Reproduce every one of the entries below word for word, from the first line to the last.

Coordinate labeling data:
----------------------------------------

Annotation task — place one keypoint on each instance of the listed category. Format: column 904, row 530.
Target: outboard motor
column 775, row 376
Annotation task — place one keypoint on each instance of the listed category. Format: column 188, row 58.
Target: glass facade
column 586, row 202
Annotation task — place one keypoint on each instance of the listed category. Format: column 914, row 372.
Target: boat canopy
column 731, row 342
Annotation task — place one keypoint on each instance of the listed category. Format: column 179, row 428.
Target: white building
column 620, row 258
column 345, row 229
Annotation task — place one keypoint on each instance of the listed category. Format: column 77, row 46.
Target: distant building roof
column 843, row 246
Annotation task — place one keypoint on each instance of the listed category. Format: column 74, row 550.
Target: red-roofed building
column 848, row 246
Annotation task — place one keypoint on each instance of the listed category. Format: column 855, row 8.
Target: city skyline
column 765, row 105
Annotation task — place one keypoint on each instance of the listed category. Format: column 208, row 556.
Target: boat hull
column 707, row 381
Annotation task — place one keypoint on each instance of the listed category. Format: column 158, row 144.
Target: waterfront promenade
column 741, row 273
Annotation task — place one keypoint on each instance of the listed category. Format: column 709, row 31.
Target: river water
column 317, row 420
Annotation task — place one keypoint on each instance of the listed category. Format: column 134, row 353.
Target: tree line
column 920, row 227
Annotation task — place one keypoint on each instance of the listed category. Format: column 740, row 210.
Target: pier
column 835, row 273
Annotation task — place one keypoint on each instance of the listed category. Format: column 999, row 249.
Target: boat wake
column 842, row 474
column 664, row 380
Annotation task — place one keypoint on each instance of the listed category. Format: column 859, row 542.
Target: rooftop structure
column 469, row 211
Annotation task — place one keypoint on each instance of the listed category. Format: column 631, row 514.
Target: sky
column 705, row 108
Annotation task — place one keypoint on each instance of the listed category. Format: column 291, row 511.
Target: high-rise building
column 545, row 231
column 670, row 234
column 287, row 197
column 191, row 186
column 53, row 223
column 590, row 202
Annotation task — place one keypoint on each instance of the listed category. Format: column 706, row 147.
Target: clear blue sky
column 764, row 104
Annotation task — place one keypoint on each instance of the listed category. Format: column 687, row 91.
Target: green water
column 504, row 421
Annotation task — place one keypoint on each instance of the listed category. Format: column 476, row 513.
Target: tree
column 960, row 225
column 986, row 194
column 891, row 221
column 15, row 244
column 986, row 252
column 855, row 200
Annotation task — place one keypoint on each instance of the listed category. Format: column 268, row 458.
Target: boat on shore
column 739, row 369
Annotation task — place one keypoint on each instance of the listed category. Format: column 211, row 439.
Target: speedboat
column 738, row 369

----------------------------------------

WRITTEN RESPONSE:
Annotation task — place one keypoint on each instance of the listed category. Format: column 904, row 530.
Target: outboard motor
column 775, row 376
Annotation task — place one keypoint on each instance of the listed category. Format: column 188, row 58.
Target: glass facade
column 586, row 202
Annotation task — place one keypoint on each instance of the listed category. Format: column 914, row 372.
Target: boat canopy
column 731, row 342
Annotation task — place one keypoint on each instance of the listed category. Format: column 179, row 428.
Target: white building
column 620, row 258
column 345, row 229
Annotation task — place one keypoint on each instance of the listed category. Format: column 77, row 46.
Target: distant building roof
column 843, row 246
Annotation task — place one keypoint on each instance of the listed category. Format: column 74, row 550.
Target: red-roofed building
column 848, row 246
Annotation task — place one keypoint on each instance of the listed category. Format: column 855, row 8.
Target: city skyline
column 765, row 105
Annotation task — place one keypoint on each instance of the listed category. Format: column 208, row 556.
Target: boat hull
column 707, row 381
Annotation task — place one keypoint on each instance of the listed category. Format: column 158, row 144.
Target: waterfront promenade
column 741, row 273
Annotation task — place one keypoint on each instance of the listed category. Format: column 709, row 31.
Target: river water
column 317, row 420
Annotation task — place one keypoint on each instance of the listed category. Format: column 134, row 353.
Target: tree line
column 920, row 227
Annotation task — place one keypoint on each instance of the listed category. Format: column 740, row 210.
Target: pier
column 835, row 273
Annotation task — place one keypoint on each instance of the listed category. Format: column 999, row 249.
Target: boat wake
column 842, row 474
column 664, row 380
Annotation task — place one keypoint on each instance of the listed category. Format: column 859, row 542.
Target: rooftop structure
column 469, row 211
Annotation task — place one keypoint on each instance of the listed category. Format: column 631, row 514.
Target: sky
column 705, row 108
Annotation task — place one keypoint on each instance of the listed category. Format: column 291, row 511.
Target: high-rise building
column 545, row 231
column 670, row 234
column 287, row 197
column 191, row 186
column 53, row 223
column 590, row 202
Annotation task — place one keypoint on each instance of the listed category. Format: column 706, row 147.
Target: clear blue sky
column 764, row 104
Annotation task — place one keypoint on each instance of the listed category. Format: column 687, row 91.
Target: green water
column 504, row 421
Annotation task — place one keypoint on each instance of the listed category. Format: column 476, row 513.
Target: tree
column 960, row 225
column 986, row 194
column 891, row 221
column 15, row 244
column 986, row 252
column 855, row 200
Annotation task — place one keypoint on each instance of the listed category. Format: column 268, row 458.
Target: boat on shore
column 739, row 369
Annotation task — place one keypoint on each instance of the listed category. Format: column 211, row 439.
Target: speedboat
column 738, row 369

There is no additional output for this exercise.